*Stated task 1*.
Answer these questions about the Iraq market commentary:
(a) By how much was the market up by month end since the conflict began in early October 2023?
(b) Which budgets are giving a major boost to the non-oil economy?
(c) As of what date is the daily data in the source note?

*Excerpted text*.
=======

For Iraq, these developments would threaten the relative stability that it has enjoyed over the last few years, irrespective of its distance from the conflict or of the non-existent possibility that it would be drawn into it as a combatant. However, since the start of the conflict in early October 2023, the market is up 54.4% by month end, with the rally resuming momentum as the conflict escalated in this month and earlier in April 2024. While this is partly the market discounting the potential that an escalating conflict would not draw in Iraq, it is primarily a function of the market discounting the powerful dynamics that were driving the transformation of the economy, and that were already in place prior to the onset of the conflict.

Specifically, these dynamics are the expansionary 2023 and 2024 budgets that are providing a major boost to the non-oil economy, and the developments that promise to accelerate the adoption of banking and bring about a transformation of the sector and its role in the economy. These in turn have provided the wherewithal for strong profit growth for the leading companies in the country as discussed last month in “Companies’ Profit and Equity Growth Continue”. The market’s technical picture, as asserted here over the last few months, continues to be positive, with the four-month pull-back taking place within its multi-month uptrend (chart below).

 

Rabee Securities U.S. Dollar Equity Index

Rabee Securities U.S. Dollar Equity Index

(Source: Iraq Stock Exchange, Rabee Securities, AFC Research, daily data as of 30th September 2024)

=======

Records from a dataset:
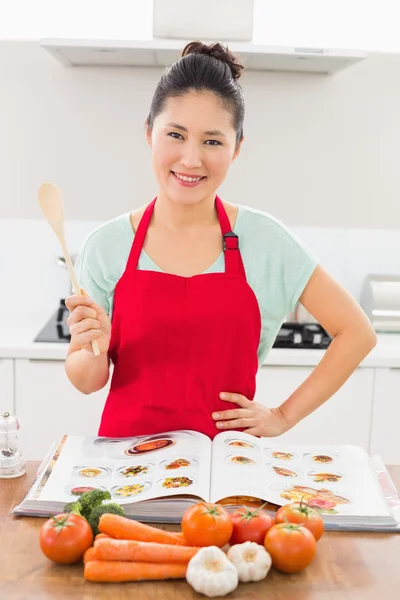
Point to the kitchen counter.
(16, 337)
(355, 566)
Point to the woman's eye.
(176, 136)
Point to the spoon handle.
(76, 287)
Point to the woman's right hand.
(87, 321)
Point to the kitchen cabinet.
(49, 406)
(343, 419)
(6, 385)
(386, 416)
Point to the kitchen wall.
(321, 153)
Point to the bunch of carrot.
(127, 550)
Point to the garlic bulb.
(210, 572)
(251, 560)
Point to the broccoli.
(73, 507)
(94, 517)
(89, 500)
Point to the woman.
(197, 288)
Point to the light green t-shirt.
(278, 265)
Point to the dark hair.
(211, 68)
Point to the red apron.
(177, 342)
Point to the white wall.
(319, 150)
(368, 24)
(321, 153)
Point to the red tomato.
(250, 525)
(292, 547)
(206, 524)
(301, 513)
(65, 538)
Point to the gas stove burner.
(56, 328)
(302, 335)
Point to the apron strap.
(140, 235)
(230, 241)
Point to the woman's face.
(193, 144)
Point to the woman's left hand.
(256, 419)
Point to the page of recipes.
(131, 469)
(334, 479)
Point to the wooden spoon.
(51, 203)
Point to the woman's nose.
(191, 157)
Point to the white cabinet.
(6, 385)
(343, 419)
(49, 406)
(385, 437)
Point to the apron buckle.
(230, 241)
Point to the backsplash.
(32, 283)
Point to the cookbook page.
(335, 479)
(131, 469)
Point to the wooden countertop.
(348, 566)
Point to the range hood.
(163, 52)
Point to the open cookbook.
(157, 477)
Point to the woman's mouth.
(188, 180)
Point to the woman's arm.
(353, 338)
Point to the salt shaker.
(12, 463)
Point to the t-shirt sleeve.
(298, 264)
(87, 267)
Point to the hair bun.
(218, 51)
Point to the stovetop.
(290, 335)
(302, 335)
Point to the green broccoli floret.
(89, 500)
(73, 507)
(94, 517)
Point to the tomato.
(250, 525)
(206, 524)
(301, 513)
(292, 547)
(65, 538)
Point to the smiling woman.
(186, 294)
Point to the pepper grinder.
(12, 463)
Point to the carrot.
(99, 536)
(128, 529)
(108, 549)
(90, 554)
(101, 570)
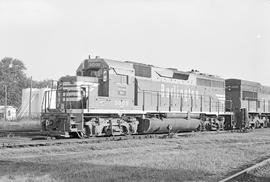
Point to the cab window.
(94, 73)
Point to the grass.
(199, 157)
(23, 124)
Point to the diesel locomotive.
(253, 97)
(108, 97)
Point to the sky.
(229, 38)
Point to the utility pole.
(30, 98)
(5, 86)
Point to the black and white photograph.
(134, 90)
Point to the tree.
(13, 76)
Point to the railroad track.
(29, 132)
(240, 176)
(41, 139)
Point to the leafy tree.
(12, 76)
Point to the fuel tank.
(156, 125)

=======

*Stated task 2*.
Return, unchanged, everything in the listing from the line that contains "Point to the pepper grinder." down to the end of the listing, with both of those lines included. Leave the pictures out of your answer.

*Task output 1*.
(a) 54.4%
(b) The expansionary 2023 and 2024 budgets
(c) 30th September 2024

*Task output 2*.
Point to the pepper grinder.
(12, 463)
Point to the carrot.
(99, 536)
(128, 529)
(108, 549)
(90, 554)
(101, 570)
Point to the cab window.
(94, 73)
Point to the grass.
(199, 157)
(23, 124)
Point to the diesel locomotive.
(253, 97)
(108, 97)
Point to the sky.
(229, 38)
Point to the utility pole.
(30, 98)
(5, 86)
Point to the black and white photograph.
(134, 90)
Point to the tree.
(13, 76)
Point to the railroad track.
(29, 132)
(240, 176)
(41, 139)
Point to the leafy tree.
(12, 76)
Point to the fuel tank.
(156, 125)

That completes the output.